Rewrite the data from the line containing "The component shall place one marker per instance of the grass" through the line containing "(1203, 638)", changing "howitzer" to "artillery gun" and leaving everything else as it is. Give only those lines.

************

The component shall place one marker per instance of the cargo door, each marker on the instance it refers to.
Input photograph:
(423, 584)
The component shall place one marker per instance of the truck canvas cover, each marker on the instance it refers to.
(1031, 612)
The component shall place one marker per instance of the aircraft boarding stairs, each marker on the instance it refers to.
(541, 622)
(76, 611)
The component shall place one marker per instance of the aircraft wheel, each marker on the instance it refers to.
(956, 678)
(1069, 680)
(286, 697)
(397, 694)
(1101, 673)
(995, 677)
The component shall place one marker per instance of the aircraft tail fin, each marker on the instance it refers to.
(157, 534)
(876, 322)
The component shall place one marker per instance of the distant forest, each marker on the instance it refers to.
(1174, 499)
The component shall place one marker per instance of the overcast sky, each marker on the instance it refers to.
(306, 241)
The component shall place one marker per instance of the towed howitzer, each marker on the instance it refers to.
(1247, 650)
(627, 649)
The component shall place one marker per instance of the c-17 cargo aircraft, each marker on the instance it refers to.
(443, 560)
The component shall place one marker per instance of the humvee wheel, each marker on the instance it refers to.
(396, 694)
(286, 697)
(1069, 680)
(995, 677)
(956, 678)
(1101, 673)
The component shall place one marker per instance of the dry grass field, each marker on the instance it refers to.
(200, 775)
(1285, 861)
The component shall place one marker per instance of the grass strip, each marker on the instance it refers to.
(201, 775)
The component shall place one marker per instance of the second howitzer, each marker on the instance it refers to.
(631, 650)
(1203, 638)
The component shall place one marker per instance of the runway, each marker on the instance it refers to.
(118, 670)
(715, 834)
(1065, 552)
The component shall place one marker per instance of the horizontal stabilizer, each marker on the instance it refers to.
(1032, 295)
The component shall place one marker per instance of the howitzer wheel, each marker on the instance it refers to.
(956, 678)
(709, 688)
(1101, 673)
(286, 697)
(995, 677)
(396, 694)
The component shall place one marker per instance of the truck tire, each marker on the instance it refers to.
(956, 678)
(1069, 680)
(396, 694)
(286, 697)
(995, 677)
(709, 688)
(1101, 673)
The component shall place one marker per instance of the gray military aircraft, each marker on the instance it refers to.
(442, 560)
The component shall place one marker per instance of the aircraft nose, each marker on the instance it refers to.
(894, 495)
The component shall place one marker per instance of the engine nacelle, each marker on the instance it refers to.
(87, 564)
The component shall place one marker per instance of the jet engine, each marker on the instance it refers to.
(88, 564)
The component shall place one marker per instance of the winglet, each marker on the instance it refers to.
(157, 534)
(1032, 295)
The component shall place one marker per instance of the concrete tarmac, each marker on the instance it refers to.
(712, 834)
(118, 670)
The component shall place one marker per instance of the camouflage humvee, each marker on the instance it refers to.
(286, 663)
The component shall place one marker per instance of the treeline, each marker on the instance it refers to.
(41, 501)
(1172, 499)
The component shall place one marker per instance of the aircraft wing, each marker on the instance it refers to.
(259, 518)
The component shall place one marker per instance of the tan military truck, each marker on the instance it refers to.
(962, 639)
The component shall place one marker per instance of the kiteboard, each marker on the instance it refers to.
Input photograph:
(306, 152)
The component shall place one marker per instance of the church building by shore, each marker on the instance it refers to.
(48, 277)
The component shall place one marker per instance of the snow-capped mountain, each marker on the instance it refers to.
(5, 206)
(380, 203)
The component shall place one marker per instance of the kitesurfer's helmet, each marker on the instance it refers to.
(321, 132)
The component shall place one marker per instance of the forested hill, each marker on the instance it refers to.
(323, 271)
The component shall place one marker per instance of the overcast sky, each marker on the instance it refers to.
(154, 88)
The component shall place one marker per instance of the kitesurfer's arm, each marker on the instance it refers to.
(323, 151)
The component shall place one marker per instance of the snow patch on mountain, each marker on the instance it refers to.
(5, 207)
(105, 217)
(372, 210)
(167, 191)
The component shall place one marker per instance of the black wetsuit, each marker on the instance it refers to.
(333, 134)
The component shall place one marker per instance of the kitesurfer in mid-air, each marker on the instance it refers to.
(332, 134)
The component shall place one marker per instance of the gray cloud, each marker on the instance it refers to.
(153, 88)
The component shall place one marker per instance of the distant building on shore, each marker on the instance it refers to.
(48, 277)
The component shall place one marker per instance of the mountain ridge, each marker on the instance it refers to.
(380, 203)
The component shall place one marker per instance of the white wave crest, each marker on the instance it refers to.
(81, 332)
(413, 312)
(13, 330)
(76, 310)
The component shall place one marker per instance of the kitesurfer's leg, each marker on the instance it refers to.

************

EXERCISE SOLUTION -
The component shall place one marker per instance of the grass strip, each marker on the instance it refers to.
(201, 775)
The component shall place one marker per instance of the second artillery gun, each marker on the instance it refers to.
(631, 650)
(1203, 638)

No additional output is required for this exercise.